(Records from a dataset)

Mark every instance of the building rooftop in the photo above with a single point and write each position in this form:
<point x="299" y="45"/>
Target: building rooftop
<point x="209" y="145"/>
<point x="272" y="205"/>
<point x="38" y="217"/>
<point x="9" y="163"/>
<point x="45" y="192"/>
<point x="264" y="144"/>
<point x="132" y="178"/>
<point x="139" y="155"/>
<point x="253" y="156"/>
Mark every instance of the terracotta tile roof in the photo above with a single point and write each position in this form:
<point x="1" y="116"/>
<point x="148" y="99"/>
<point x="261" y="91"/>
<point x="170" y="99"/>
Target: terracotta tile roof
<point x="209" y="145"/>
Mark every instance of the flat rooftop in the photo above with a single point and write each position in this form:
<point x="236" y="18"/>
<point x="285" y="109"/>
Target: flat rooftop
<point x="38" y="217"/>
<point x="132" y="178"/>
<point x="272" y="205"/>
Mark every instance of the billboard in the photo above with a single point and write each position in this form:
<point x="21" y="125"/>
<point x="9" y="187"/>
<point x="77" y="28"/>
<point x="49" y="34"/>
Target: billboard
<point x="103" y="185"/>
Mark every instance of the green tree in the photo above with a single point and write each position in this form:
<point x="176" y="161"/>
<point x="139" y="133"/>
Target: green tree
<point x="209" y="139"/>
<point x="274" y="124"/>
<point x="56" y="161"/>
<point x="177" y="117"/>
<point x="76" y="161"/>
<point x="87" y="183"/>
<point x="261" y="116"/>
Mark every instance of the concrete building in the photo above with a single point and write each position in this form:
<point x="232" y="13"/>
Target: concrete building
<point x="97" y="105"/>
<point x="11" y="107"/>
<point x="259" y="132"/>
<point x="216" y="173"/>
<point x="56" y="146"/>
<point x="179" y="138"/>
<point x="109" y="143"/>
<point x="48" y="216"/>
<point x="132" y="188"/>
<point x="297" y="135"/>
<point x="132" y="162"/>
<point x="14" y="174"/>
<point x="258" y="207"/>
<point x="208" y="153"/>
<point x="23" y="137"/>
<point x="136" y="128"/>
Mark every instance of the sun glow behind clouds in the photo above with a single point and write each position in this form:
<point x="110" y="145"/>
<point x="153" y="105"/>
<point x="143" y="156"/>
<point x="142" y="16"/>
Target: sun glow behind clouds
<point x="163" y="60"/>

■ YOUR GOAL
What you should produce is an exact copy of the records above.

■ ANSWER TO THIS TASK
Mark every instance of the building rooftop in the photo above with a single point and write each position in this form:
<point x="299" y="45"/>
Target: building rooftop
<point x="209" y="145"/>
<point x="272" y="205"/>
<point x="38" y="217"/>
<point x="9" y="163"/>
<point x="45" y="192"/>
<point x="264" y="144"/>
<point x="132" y="178"/>
<point x="139" y="155"/>
<point x="253" y="156"/>
Mark every instance of the terracotta tile roof in the photo above with a single point and write each position in this form:
<point x="1" y="116"/>
<point x="148" y="99"/>
<point x="261" y="91"/>
<point x="170" y="99"/>
Target: terracotta tile roof
<point x="209" y="145"/>
Mark every instance of the flat rooftop in the photo above with a single point and write each position in this form:
<point x="236" y="18"/>
<point x="285" y="109"/>
Target: flat rooftop
<point x="38" y="217"/>
<point x="132" y="178"/>
<point x="272" y="205"/>
Mark every instance of the billboard in the photo above with a single point and write each position in this form:
<point x="21" y="125"/>
<point x="9" y="187"/>
<point x="77" y="28"/>
<point x="49" y="34"/>
Target: billboard
<point x="103" y="185"/>
Mark every instance of the green tree in the photo above with a single point and write each position in this form:
<point x="176" y="161"/>
<point x="139" y="133"/>
Target: green tree
<point x="209" y="139"/>
<point x="274" y="124"/>
<point x="56" y="161"/>
<point x="177" y="117"/>
<point x="76" y="161"/>
<point x="87" y="183"/>
<point x="261" y="116"/>
Mark every instance of the concrete building in the photo above with a single point and write each position in this form:
<point x="232" y="13"/>
Target: concrete building
<point x="97" y="105"/>
<point x="11" y="107"/>
<point x="259" y="132"/>
<point x="216" y="173"/>
<point x="56" y="146"/>
<point x="179" y="138"/>
<point x="109" y="143"/>
<point x="48" y="216"/>
<point x="132" y="188"/>
<point x="297" y="135"/>
<point x="132" y="162"/>
<point x="14" y="174"/>
<point x="258" y="207"/>
<point x="208" y="153"/>
<point x="23" y="137"/>
<point x="136" y="128"/>
Mark every instance of the sun glow behind clouds in the photo above with a single point and write each position in this form:
<point x="110" y="145"/>
<point x="153" y="105"/>
<point x="143" y="156"/>
<point x="142" y="16"/>
Target: sun glow behind clouds
<point x="163" y="60"/>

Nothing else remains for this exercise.